**Written exercise 1**
In the profile of Leo Pruneau, what vehicles did his father sell as a car dealer?
**Written exercise 2**
Using the profile of Leo Pruneau, explain why Leo says he has been in the car business for about 70 years.
**Written exercise 3**
Repeat the part of the profile of Leo Pruneau between "Not many people" and "and Dodge trucks.", inclusive.

**Supplied text**
Not many people can lay claim to having flown first class on every business trip, and on the Concorde five times, but Leo Pruneau has the ‘souvenir’ glasses to prove it.
Such was the jet setting lifestyle of a top General Motors designer, “in another life” as the now 88-year-old Woodend resident describes it.
Responsible for the design of some of GM Holden’s most iconic cars, including the Torana A9X, Monaro LE, Commodore HDT and Commodore SS, Leo’s career has taken him from Detroit to London and Melbourne … a long way from his birthplace in a small mid-western American town called Ste Genevieve, on the Mississippi River about 60 miles downstream of St Louis.
The town was about the same size as Woodend and Leo’s father was a car dealer who sold Chryslers, Plymouths and Dodge trucks.
“I like to say that I’ve been in the car business for about 70 years, because I started when I was around 10 years old or so, sweeping the floor,” Leo says.
“I would go down there and read every piece of literature that the factory would send out, I was just so interested in every detail, and I thought Detroit must be heaven.”
Leo’s grandfather was a photographer and manufactured cameras, and he hoped Leo would take over the business, but the teen had other dreams.

**Recorded information**

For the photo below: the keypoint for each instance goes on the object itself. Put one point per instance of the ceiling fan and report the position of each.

* * *

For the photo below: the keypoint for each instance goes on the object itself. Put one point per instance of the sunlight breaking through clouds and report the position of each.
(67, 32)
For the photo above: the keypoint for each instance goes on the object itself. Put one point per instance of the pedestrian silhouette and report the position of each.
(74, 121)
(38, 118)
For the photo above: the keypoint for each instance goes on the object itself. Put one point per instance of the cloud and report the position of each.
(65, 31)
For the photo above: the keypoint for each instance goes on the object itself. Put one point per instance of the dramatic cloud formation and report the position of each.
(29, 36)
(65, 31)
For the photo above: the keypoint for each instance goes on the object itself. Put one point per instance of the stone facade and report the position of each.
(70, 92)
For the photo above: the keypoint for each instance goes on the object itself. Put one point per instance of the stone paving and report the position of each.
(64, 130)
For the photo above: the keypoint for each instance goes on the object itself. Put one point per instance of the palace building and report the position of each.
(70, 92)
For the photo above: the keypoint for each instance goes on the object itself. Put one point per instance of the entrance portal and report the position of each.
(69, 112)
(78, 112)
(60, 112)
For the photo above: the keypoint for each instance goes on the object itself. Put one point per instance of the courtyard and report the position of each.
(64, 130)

...

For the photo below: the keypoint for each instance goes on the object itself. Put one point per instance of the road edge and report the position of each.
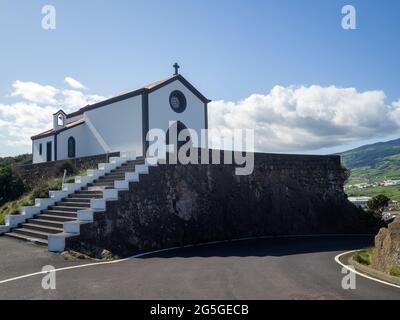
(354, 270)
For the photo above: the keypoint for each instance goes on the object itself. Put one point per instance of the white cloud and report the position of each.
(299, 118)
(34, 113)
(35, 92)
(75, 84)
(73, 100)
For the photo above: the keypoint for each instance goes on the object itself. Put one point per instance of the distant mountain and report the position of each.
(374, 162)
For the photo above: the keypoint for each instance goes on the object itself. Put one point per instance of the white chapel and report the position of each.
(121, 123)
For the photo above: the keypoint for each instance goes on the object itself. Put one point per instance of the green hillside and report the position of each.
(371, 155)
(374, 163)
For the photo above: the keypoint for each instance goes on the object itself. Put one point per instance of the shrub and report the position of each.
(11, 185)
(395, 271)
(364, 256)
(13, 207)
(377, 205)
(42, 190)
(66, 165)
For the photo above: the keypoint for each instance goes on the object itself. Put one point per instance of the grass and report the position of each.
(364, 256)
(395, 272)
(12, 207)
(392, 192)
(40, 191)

**Result 1**
Chryslers, Plymouths and Dodge trucks.

**Result 2**
Leo says he has been in the car business for about 70 years because he started when he was around 10 years old, sweeping the floor at his father's dealership.

**Result 3**
Not many people can lay claim to having flown first class on every business trip, and on the Concorde five times, but Leo Pruneau has the ‘souvenir’ glasses to prove it.
Such was the jet setting lifestyle of a top General Motors designer, “in another life” as the now 88-year-old Woodend resident describes it.
Responsible for the design of some of GM Holden’s most iconic cars, including the Torana A9X, Monaro LE, Commodore HDT and Commodore SS, Leo’s career has taken him from Detroit to London and Melbourne … a long way from his birthplace in a small mid-western American town called Ste Genevieve, on the Mississippi River about 60 miles downstream of St Louis.
The town was about the same size as Woodend and Leo’s father was a car dealer who sold Chryslers, Plymouths and Dodge trucks.